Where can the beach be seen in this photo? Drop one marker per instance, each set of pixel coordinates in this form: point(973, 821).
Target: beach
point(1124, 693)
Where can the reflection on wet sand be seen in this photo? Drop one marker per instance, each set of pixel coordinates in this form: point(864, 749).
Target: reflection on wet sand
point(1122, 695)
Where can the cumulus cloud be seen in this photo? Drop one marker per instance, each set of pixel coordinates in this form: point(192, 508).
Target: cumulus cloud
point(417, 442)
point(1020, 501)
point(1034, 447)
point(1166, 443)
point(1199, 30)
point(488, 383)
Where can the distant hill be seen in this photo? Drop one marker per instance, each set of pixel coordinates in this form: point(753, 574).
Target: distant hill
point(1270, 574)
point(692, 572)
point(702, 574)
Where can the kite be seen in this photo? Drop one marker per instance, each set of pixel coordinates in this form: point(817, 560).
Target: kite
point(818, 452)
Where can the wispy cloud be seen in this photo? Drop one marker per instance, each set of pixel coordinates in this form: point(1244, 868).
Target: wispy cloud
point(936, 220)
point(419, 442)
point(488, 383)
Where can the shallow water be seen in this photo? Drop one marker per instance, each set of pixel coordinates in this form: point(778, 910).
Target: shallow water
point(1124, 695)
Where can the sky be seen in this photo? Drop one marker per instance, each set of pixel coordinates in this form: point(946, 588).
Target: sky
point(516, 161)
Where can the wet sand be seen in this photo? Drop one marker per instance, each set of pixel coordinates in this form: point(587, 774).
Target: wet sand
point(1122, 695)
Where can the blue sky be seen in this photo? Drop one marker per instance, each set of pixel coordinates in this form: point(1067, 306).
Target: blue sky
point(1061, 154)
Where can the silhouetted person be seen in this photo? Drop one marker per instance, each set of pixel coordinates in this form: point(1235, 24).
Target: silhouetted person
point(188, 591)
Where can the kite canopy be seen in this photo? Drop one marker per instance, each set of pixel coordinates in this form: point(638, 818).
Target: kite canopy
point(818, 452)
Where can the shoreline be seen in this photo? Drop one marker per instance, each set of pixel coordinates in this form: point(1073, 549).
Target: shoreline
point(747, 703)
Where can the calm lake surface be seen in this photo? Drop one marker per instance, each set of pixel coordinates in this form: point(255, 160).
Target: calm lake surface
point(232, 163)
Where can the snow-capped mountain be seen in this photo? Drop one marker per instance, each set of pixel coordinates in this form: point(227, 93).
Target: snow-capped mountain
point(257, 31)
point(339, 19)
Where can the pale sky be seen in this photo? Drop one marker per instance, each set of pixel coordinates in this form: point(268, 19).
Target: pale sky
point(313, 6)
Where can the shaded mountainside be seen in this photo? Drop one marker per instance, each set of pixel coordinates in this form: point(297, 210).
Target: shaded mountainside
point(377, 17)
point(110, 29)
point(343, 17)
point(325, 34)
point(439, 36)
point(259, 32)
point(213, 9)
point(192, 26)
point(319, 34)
-=-=-
#### 要做什么:
把上面所有条目一字不差地照抄一遍。

#### 解答:
Where can the beach be seen in this photo? Drop one marker per instance, each set of pixel coordinates in this form: point(973, 821).
Target: beach
point(1124, 693)
Where can the reflection on wet sand be seen in this photo? Drop one marker per instance, each set of pixel coordinates in this form: point(864, 749).
Target: reflection on wet sand
point(1122, 695)
Where can the cumulus cloud be seen in this photo? Drop one marker per instance, each set of pixel coordinates in this form: point(192, 508).
Target: cumulus cloud
point(417, 442)
point(1020, 501)
point(1034, 447)
point(1166, 443)
point(1199, 30)
point(488, 383)
Where can the distant hill be seen in this photo? Drop one marker per instance, each set of pixel coordinates in this form: point(753, 574).
Target: distant hill
point(1270, 574)
point(692, 572)
point(702, 574)
Where can the kite be seen in this photo? Drop one marker per instance, each set of pixel coordinates in this form: point(817, 560).
Target: kite
point(818, 452)
Where can the wispy cloud be seen in this photo? Drop one marker per instance, each set of pixel coordinates in this form: point(1244, 868).
Target: wispy cloud
point(936, 220)
point(419, 442)
point(488, 383)
Where can the shallow water be seen in this photo? Drop one marker per instance, each set of pixel coordinates in this form: point(778, 910).
Target: shallow water
point(1124, 695)
Where can the sky be seen in this photo? Drop one marker per instance, each set of pixel coordinates in this form: point(946, 588).
Target: sky
point(516, 161)
Where can the wet sand be seen in this photo? Drop one marker per instance, each set of pixel coordinates in this form: point(587, 774).
Target: wet sand
point(1122, 695)
Where can the blue sky be seen in this photo? Drop one marker per instance, each set of pixel coordinates in this form: point(1067, 306).
Target: blue sky
point(1061, 154)
Where can the silhouetted person be seen in this photo? Drop one marker per instance, each set of pixel coordinates in this form: point(1235, 24).
Target: silhouetted person
point(188, 591)
Where can the kite canopy be seen in this photo? Drop one marker per instance, each set of pixel coordinates in this form: point(638, 818).
Target: kite canopy
point(818, 452)
Where can the shoreline be seen in this photo? Drop one marker per instance, each set of pixel coordinates in this form: point(1073, 549).
Target: shoreline
point(747, 703)
Where can the calm lake surface be seen in this photo? Drop one marker per instance, each set of pixel coordinates in this form: point(255, 160).
Target: calm lake surface
point(232, 163)
Where can the snow-capped mountain be seen in this photo? Drop one marker per instance, each set of pixel coordinates in this form: point(227, 93).
Target: snow-capped mountain
point(257, 31)
point(339, 19)
Where can the pale sky be seen in this photo? Drop one marker per instance, each set of pixel coordinates in this form: point(268, 19).
Target: pale sky
point(313, 6)
Where can the shaded mountainside be seen in this photo? Drop one marker per instance, each set of pixel coordinates in this form: point(297, 210).
Target: shaded mountainside
point(377, 17)
point(110, 29)
point(343, 17)
point(325, 34)
point(439, 36)
point(259, 32)
point(213, 9)
point(192, 26)
point(319, 34)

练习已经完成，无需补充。